Alaska News

Another wounded grizzly roaming Anchorage Hillside

A second injured grizzly bear is roaming the suburbs of Alaska's largest city. This one was shot early Sunday morning inside the garage of a homeowner in the Paradise Valley subdivision above Goldenview Drive on South Anchorage's Hillside. It is unclear what attracted it to the garage.

The bear shot in late October in the DeArmoun Road area to the north had been raiding a chicken coop. That bear has not been seen since the shooting but has sparked a lively debate about chicken coops -- a rather recent phenomenon -- in the city.

There were the no chicken coops anywhere in the vicinity of the latest bear shooting, but there were bunny hutches about a half-block away. Tracks in the snow showed the bear clearly circled and investigated the homes of the obviously frightened bunnies, but it did not try to get into the coops.

•••

■ **Work to do**
**1.** In the news article about the wounded grizzlies, what had the bear shot in late October been raiding?
**2.** Continue the news article about the wounded grizzlies on the Anchorage Hillside from its last sentence.

■ **Data extract**
•••

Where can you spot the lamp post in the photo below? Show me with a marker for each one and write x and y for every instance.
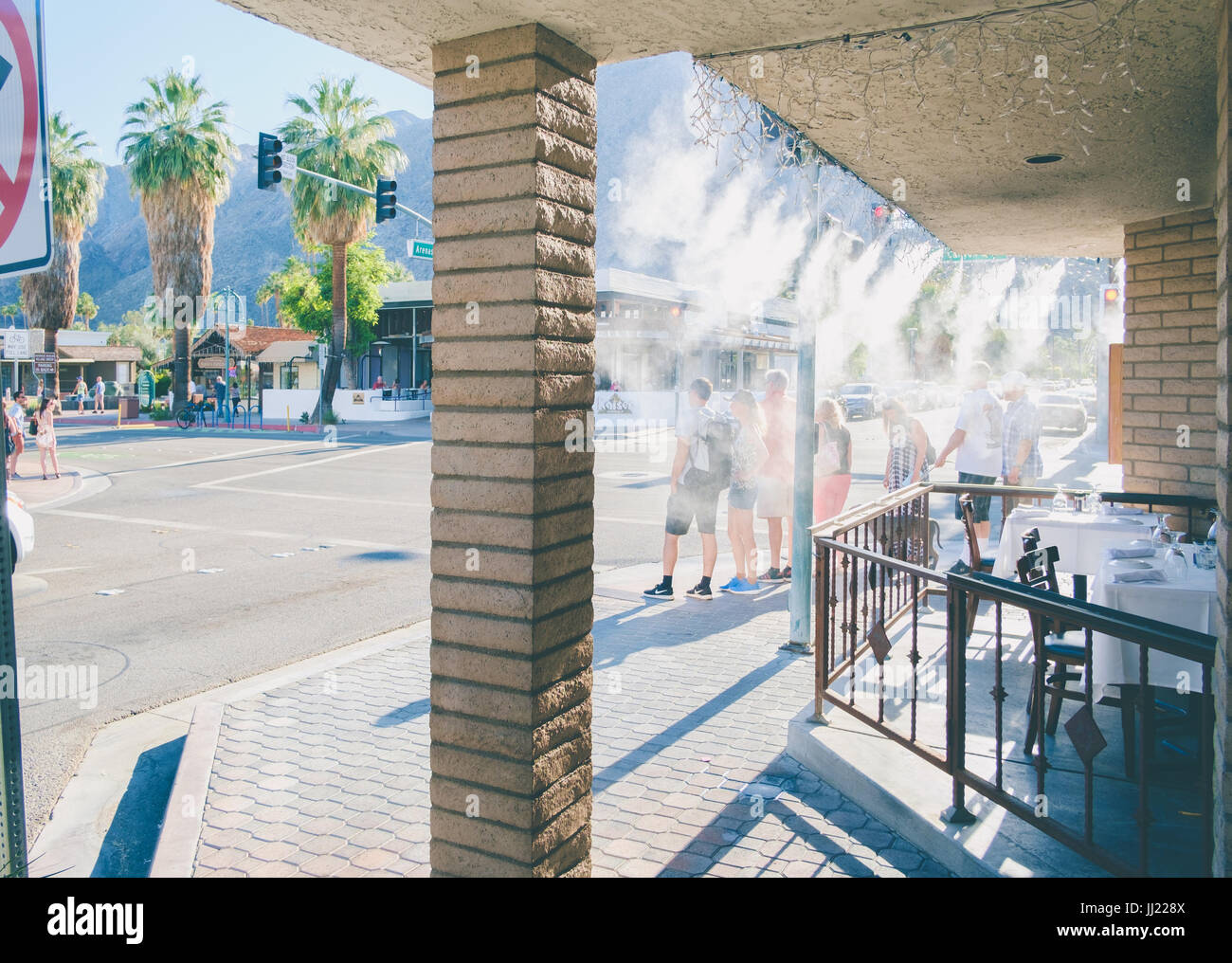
(229, 293)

•••

■ **Answers to the problems**
**1.** A chicken coop.

**2.**
Instead, it wandered back into the woods, moved along the street and then made a beeline for a garage near where the subdivision abuts some undeveloped property near the edge of Chugach State Park. There it smashed in a door to gain entry to the garage. It is unclear what it wanted, but it had gotten inside and grabbed some garbage during a previous foray. The homeowner reported hearing the bear back in his garage at 3 a.m. He grabbed his shotgun, went to investigate, and put one slug in it as it was running out.

"Bears move fast,'' he said.

Anchorage Police officers arrived a short time after the bear departed and tracked the wounded animal. It was bleeding heavily when it left the garage, but the bleeding began to slow within a couple hundred yards, and police gave up the chase.

State wildlife officials took up the hunt Sunday morning and followed the bear further, but also abandoned the hunt as the bear moved farther and farther away from subdivisions. From where they abandoned the chase, the bear continued back into a very sparsely populated neighborhood near the Chugach Park boundary high above the upscale Potter Heights subdivision.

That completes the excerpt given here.